# Lets have an auction!



## manaheim (Oct 5, 2008)

Le'ts conclude this experiment.

[orginal post removed]


----------



## manaheim (Oct 5, 2008)

hmmm... 2 responses.  So does that mean "I wouldn't buy it no matter what you charged?" 

Maybe a clarification... not really looking for what necessarily and one particular person would pay, so much as maybe "what price would you not be surprised by"?


----------



## heavenlymom (Oct 7, 2008)

I cant' see the photo or else I would have voted. 
I'd say for something like you explained though where I live it would be around $150 - $250


----------



## manaheim (Oct 7, 2008)

Well so far this is a statistical bust.  I have one vote for nearly each option. lol

Not sure why you can't see the pic- may have been a server glitch.


----------



## Overread (Oct 7, 2008)

I think part of the problem is that its hard to tell how much a photo really is worth - best thing is to charge as high as you think you can get away with 

also if we are to get rid of the Devils term what word do we use instead?


----------



## manaheim (Oct 7, 2008)

Overread said:


> I think part of the problem is that its hard to tell how much a photo really is worth - best thing is to charge as high as you think you can get away with


 
Thanks that's WICKED helpful. :lmao:  I think that was the original point of my thread... trying to figure out what the heck I can get away with. 



Overread said:


> also if we are to get rid of the Devils term what word do we use instead?


 
Anything but.  "Banana Effect" for all I care.  Bokeh must die.  In all seriousness, I usually say "depth of field effect" or "blurred background".


----------



## craig (Oct 7, 2008)

I voted less than $100.00. Not a whole lot of style in this shot. Looks Like someone just drove by in a helicopter and pressed the shutter.

Love & Bass


----------



## manaheim (Oct 7, 2008)

craig said:


> I voted less than $100.00. Not a whole lot of style in this shot. Looks Like someone just drove by in a helicopter and pressed the shutter.


 
Edited to make less snarky...

So explain to me how, exactly one makes a more creative shot of a bridge other than an interesting angle flying over it?  It's a bridge, I'm over it, I'm at an interesting angle, banking... short of the bridge having a huge accident on it, I don't see how this gets too much more interesting.

The mere fact that the shot is taken from a helicopter makes the shot fairly unique, the angle and banking over the bridge ever the more so.  "Just driving by in a helicopter" is hardly a triviality for most people.

To date you are the only person who has seen this shot who hasn't been completely enthralled by it, so I'm intrigued to say the least.


----------



## craig (Oct 7, 2008)

Dataset records:

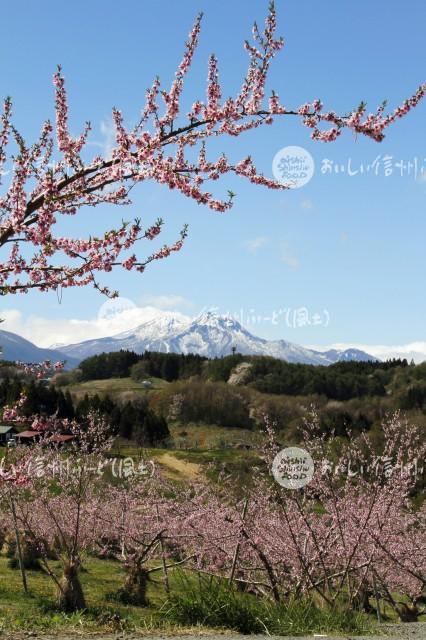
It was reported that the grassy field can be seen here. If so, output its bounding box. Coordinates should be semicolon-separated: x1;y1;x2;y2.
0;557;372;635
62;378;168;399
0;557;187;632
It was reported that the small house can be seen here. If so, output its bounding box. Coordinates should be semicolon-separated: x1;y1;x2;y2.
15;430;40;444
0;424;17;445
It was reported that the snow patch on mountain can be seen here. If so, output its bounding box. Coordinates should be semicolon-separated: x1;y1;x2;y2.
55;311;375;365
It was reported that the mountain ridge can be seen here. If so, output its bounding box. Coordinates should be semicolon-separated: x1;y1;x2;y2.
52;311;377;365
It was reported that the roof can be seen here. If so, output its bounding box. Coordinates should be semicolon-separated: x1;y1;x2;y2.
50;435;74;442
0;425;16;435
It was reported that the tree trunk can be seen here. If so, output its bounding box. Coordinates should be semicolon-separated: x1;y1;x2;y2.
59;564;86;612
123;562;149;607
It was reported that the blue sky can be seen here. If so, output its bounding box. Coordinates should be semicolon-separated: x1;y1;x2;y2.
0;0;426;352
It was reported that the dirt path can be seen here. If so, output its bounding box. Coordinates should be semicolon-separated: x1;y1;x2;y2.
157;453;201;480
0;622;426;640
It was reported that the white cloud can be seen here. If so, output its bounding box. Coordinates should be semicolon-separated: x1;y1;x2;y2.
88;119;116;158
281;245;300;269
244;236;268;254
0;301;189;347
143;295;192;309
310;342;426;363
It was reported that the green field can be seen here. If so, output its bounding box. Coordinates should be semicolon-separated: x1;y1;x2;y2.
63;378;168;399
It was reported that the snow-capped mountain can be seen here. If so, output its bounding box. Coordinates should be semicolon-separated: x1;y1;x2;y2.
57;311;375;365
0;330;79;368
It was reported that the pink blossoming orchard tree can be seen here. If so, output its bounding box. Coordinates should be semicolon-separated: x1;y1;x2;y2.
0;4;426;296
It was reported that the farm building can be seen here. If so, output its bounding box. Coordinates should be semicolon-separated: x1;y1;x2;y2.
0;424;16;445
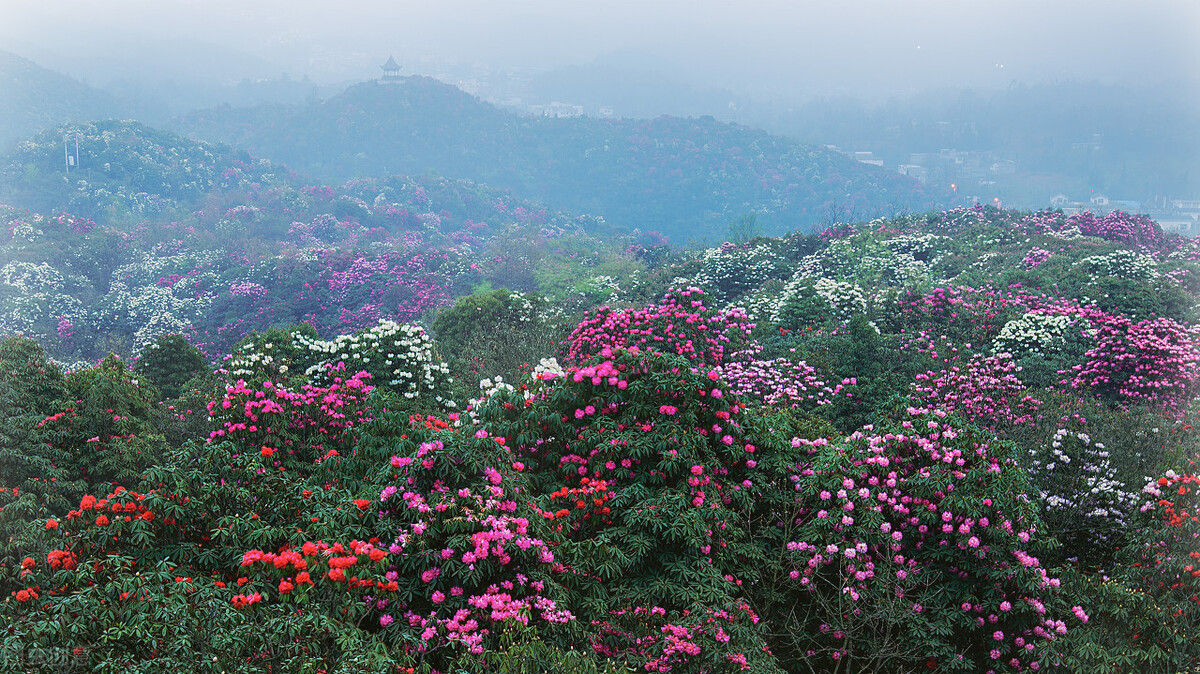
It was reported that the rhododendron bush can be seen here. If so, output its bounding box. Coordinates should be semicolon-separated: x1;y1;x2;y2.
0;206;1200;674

Directions:
1. Reproduce the passage from the auction thread starting with "So explain to" and going on through "say the least.".
2. For each statement, answer yes or no according to the auction thread, and quote the words that decide it: (a) heavenlymom could not see the photo; (b) craig voted for a price above $100; (c) manaheim usually says "depth of field effect" instead of the disputed term.
3. Resume the auction thread, writing on from its final line.

Answers to the exercise:
1.
So explain to me how, exactly one makes a more creative shot of a bridge other than an interesting angle flying over it?  It's a bridge, I'm over it, I'm at an interesting angle, banking... short of the bridge having a huge accident on it, I don't see how this gets too much more interesting.

The mere fact that the shot is taken from a helicopter makes the shot fairly unique, the angle and banking over the bridge ever the more so.  "Just driving by in a helicopter" is hardly a triviality for most people.

To date you are the only person who has seen this shot who hasn't been completely enthralled by it, so I'm intrigued to say the least.

2.
(a) Yes: "I cant' see the photo or else I would have voted."
(b) No: "I voted less than $100.00."
(c) Yes: "I usually say "depth of field effect" or "blurred background"."

3.
Differing opinions are healthy in forums. My thoughts are never ridiculous. I would have chosen a better time of day or a composition that did not include many different elements that make the scene confusing. Let's see the contact sheet from this shoot and discuss the matter further. No excuses. Do it.

Love & Bass


----------



## Sardine (Oct 8, 2008)

I'd pay less than $100 simply because I live in South Africa (making $100 = R700), and because I don't find that shot paticularly interesting.

Yes, it's an aerial shot. Yes, it's at an interesting angle (what was your banking angle? Seems pretty steep). Yes, it's of a bridge. And yes, some rich person would probably buy it for his/her 'modern' apartment.
It's also difficult to judge the quality of the picture because it's on the net. The buildings look blurred and almost pixelated around the edges. Now, that could be because of my eyes, my PC, or the effects of resizing.


----------



## manaheim (Oct 8, 2008)

craig said:


> Differing opinions are healthy in forums. My thoughts are never ridiculous. I would have chosen a better time of day or a composition that did not include many different elements that make the scene confusing. Let's see the contact sheet from this shoot and discuss the matter further. No excuses. Do it.


 
I should put back the snarky response I had earlier.  

In the year-ish that I've been actively back on these forums, I've not had a single person be quite as obnoxious as you are being here.

I'm not crying about it, I'm just reasonably amazed.  So, I'm going to conclude my conversation with you now.


----------



## manaheim (Oct 8, 2008)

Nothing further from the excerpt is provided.